Exercise description: Please return the lines below verbatim, beginning at the one that has "TARGET = black sunglasses" and stopping after the one that has "TARGET = eyeglasses", and add no other lines.

= = = = = = =

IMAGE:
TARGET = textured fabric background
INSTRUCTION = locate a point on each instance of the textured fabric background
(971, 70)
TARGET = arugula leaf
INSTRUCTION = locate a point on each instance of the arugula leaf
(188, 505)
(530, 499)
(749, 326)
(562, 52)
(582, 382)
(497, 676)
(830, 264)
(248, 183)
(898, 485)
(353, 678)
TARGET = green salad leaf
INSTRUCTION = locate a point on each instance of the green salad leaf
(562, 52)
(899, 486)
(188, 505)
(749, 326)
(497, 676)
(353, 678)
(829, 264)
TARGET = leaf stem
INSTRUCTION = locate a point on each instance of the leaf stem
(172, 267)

= = = = = = =

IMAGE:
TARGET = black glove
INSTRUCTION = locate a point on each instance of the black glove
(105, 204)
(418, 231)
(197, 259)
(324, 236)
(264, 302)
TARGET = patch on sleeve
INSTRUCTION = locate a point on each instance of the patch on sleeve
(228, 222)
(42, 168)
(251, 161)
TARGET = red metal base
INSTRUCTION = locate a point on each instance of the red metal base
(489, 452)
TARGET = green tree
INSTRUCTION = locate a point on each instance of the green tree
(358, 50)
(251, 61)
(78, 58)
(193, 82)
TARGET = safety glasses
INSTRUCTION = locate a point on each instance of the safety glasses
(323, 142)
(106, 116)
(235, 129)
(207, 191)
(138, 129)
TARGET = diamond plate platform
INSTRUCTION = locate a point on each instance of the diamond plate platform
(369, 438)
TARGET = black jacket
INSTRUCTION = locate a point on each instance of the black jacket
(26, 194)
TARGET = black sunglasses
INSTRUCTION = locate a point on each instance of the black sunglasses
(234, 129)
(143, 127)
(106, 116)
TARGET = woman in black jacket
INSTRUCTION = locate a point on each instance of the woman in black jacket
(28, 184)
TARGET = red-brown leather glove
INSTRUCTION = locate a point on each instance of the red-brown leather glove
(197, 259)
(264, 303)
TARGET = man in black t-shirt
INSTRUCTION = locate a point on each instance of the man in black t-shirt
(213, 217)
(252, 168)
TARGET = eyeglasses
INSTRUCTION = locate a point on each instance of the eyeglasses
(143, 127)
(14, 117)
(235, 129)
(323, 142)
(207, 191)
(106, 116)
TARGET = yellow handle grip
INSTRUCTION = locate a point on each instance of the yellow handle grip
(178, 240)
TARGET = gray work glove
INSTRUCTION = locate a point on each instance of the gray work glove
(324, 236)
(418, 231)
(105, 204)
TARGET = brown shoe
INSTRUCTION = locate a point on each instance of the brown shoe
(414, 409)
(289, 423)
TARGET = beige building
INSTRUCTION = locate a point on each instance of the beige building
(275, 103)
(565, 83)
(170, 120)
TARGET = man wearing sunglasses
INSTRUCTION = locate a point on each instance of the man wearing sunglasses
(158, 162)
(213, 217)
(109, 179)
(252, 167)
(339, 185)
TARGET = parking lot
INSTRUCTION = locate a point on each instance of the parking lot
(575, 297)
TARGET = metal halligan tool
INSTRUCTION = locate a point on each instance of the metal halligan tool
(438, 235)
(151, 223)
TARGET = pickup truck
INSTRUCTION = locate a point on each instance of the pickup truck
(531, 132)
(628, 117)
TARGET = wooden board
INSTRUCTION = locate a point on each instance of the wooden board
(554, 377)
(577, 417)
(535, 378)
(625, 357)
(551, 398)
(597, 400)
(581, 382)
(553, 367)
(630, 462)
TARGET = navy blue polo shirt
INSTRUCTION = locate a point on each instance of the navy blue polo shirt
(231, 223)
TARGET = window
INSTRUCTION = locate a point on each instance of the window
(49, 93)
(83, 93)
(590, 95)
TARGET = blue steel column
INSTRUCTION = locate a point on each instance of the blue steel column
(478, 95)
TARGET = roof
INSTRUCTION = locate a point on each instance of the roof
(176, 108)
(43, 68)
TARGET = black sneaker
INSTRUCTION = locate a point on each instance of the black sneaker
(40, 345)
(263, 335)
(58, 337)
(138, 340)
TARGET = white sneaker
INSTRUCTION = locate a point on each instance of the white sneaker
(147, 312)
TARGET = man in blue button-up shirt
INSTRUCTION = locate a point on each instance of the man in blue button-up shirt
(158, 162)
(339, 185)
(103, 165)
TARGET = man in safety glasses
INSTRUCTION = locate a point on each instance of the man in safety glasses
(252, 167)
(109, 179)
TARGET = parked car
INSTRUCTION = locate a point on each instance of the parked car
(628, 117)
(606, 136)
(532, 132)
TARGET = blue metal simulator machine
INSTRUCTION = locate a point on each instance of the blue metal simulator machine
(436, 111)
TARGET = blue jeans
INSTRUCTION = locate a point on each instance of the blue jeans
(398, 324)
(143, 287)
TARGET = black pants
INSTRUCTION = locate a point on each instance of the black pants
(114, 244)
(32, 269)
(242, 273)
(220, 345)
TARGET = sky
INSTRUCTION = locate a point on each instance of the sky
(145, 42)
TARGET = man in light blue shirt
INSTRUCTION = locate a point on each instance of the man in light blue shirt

= = = = = = =

Task solution:
TARGET = black sunglasses
INSTRUCTION = locate a point on each instance of the black sunglasses
(234, 129)
(143, 127)
(106, 116)
TARGET = woman in black jacket
INSTRUCTION = locate a point on each instance of the woman in black jacket
(28, 184)
TARGET = red-brown leather glove
INSTRUCTION = locate a point on each instance of the red-brown leather glove
(197, 259)
(264, 303)
TARGET = man in black t-shirt
INSTRUCTION = locate a point on each instance of the man in black t-shirt
(213, 217)
(252, 168)
TARGET = eyeglasses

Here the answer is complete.